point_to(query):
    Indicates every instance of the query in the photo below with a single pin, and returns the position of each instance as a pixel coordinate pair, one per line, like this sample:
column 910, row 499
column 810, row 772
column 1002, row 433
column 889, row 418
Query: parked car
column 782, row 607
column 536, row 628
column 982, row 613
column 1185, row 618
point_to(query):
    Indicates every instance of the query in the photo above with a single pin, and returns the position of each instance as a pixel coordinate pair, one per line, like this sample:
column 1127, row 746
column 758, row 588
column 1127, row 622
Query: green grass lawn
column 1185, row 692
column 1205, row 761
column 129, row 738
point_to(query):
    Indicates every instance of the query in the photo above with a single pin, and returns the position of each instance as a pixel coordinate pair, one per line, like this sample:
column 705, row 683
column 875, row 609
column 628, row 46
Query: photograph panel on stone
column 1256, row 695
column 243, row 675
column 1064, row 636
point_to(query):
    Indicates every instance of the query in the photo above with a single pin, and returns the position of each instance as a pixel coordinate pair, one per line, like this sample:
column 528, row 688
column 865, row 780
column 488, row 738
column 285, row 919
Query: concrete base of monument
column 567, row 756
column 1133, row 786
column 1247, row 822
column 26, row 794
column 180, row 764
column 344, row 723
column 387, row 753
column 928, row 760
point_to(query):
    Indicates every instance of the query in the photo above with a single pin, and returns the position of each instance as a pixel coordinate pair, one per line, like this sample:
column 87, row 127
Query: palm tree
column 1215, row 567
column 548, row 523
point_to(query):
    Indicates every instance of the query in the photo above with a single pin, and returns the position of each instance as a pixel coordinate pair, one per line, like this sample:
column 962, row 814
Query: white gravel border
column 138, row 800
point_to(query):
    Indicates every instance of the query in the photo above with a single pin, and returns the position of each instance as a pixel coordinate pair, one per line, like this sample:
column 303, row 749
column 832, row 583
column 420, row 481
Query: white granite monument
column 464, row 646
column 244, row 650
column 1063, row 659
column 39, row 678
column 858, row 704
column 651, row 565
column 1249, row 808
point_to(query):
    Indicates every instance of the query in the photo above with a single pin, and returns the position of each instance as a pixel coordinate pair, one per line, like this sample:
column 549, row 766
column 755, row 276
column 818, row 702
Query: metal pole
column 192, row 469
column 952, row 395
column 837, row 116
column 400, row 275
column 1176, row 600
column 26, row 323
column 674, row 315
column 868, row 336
+---+
*Work to complete*: Copy, without any change, the lines above from the one containing "column 832, row 583" to the end, both ends included. Add nothing else.

*Finished task*:
column 832, row 583
column 420, row 481
Query: white granite monument
column 464, row 646
column 244, row 650
column 1063, row 659
column 39, row 678
column 858, row 704
column 651, row 565
column 1249, row 808
point_to(query):
    Indicates every instance of the query in the photo above with a single pin, and returns the position of each instance as a pixel coordinate pair, one per line, like this sample:
column 549, row 766
column 755, row 276
column 818, row 702
Query: metal pole
column 192, row 469
column 952, row 395
column 837, row 116
column 400, row 275
column 1176, row 600
column 26, row 323
column 674, row 315
column 868, row 336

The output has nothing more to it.